- [DOCUMENT EXTRACT]

Conclusion: The deregulation of miR-138-FOSL1 regulatory module may play an important role in cancer initiation and progression.

Significance: Our results suggest that microRNAs target both canonical and non-canonical targeting sites located in all areas of mRNA molecules.

Keywords: AP1 Transcription Factor, Epithelial Mesenchymal Transition, MicroRNA, RNA Interference (RNAi), Tumor Suppressor Gene, FOSL1, microRNA Target Prediction, MicroRNA-138, Squamous Cell Carcinoma

Abstract

MicroRNA-138 is one of the most frequently down-regulated microRNAs in cancer. We recently identified 51 candidate targets of microRNA-138 (Jiang, L., Dai, Y., Liu, X., Wang, C., Wang, A., Chen, Z., Heidbreder, C. E., Kolokythas, A., and Zhou, X. (2011) Hum. Genet. 129, 189–197). Among these candidates, Fos-like antigen 1 (FOSL1) is a member of Fos gene family and is a known proto-oncogene. In this study, we first confirmed the microRNA-138-mediated down-regulation of FOSL1 in squamous cell carcinoma cell lines. We then demonstrated the effect of this microRNA-138-FOSL1 regulatory module on downstream genes (homolog of Snail 2 (Snai2) expression and the Snai2-mediated repression of E-cadherin expression), as well as its contributions to tumorigenesis. The microRNA-138-directed recruitment of FOSL1 mRNA to the RNAi-induced silencing complex was confirmed by a ribonucleoprotein-immunoprecipitation assay. Three canonical and three high affinity non-canonical microRNA-138 (miR-138) targeting sites were identified on the FOSL1 mRNA: one in the 5′-UTR, three overlapping sites in the coding sequences, and two overlapping sites in the 3′-UTR. The direct targeting of miR-138 to these sites was confirmed using luciferase reporter gene assays. In summary, we describe an important microRNA regulatory module, which may play an important role in cancer initiation and progression. Our results also provide evidence that microRNAs target both canonical and non-canonical targeting sites located in all areas of the mRNA molecule (e.g. 5′-UTR, coding sequences, and 3′-UTR).

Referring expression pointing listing
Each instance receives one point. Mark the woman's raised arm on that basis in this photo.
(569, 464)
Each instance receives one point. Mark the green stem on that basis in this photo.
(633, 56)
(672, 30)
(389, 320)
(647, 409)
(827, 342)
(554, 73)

- [TASK BRIEF]
Copy the microRNA-138 text again, everything from "Conclusion: The deregulation" down to "of mRNA molecules.", and rename "regulatory module" to "regulatory axis" throughout that stretch. Nothing in the listing is needed here.

- [ANSWER TO THE PROBLEM]
Conclusion: The deregulation of miR-138-FOSL1 regulatory axis may play an important role in cancer initiation and progression.

Significance: Our results suggest that microRNAs target both canonical and non-canonical targeting sites located in all areas of mRNA molecules.